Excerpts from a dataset
◆ ◆ ◆ ◆ ◆ ◆ ◆
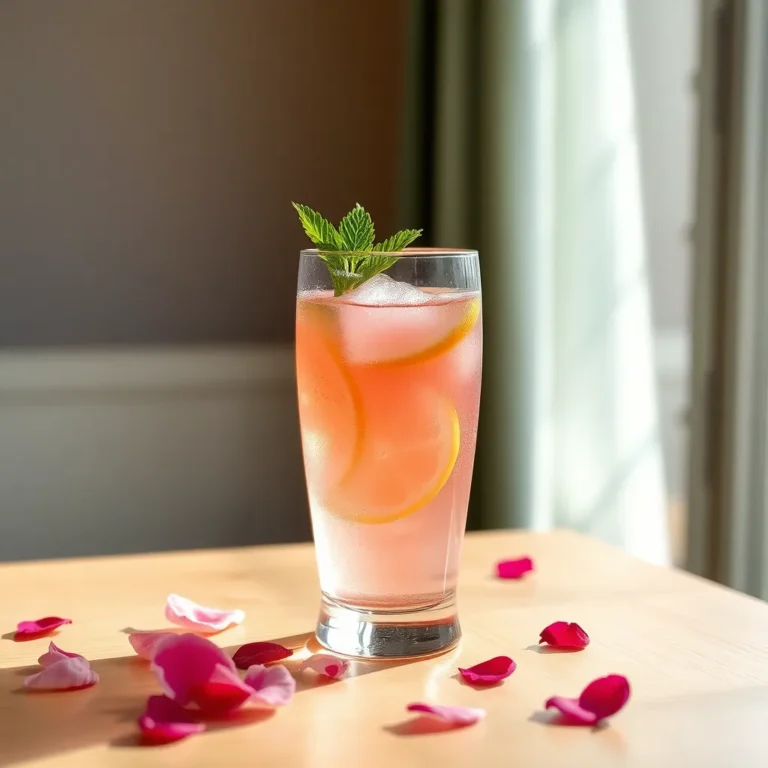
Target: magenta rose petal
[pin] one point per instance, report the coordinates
(186, 613)
(271, 686)
(64, 675)
(54, 654)
(514, 569)
(144, 643)
(185, 664)
(325, 664)
(605, 696)
(456, 716)
(223, 692)
(489, 672)
(259, 653)
(193, 670)
(600, 699)
(564, 635)
(26, 630)
(164, 721)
◆ ◆ ◆ ◆ ◆ ◆ ◆
● **EXERCISE AIM**:
Give every entry again as it is, dropping its pictures.

● **OUTPUT FOR THIS EXERCISE**:
Target: magenta rose petal
[pin] one point per instance, report the coordinates
(186, 613)
(271, 686)
(64, 675)
(54, 654)
(514, 569)
(144, 643)
(185, 664)
(325, 664)
(605, 696)
(456, 716)
(223, 692)
(489, 672)
(259, 653)
(193, 670)
(600, 699)
(564, 635)
(26, 630)
(164, 721)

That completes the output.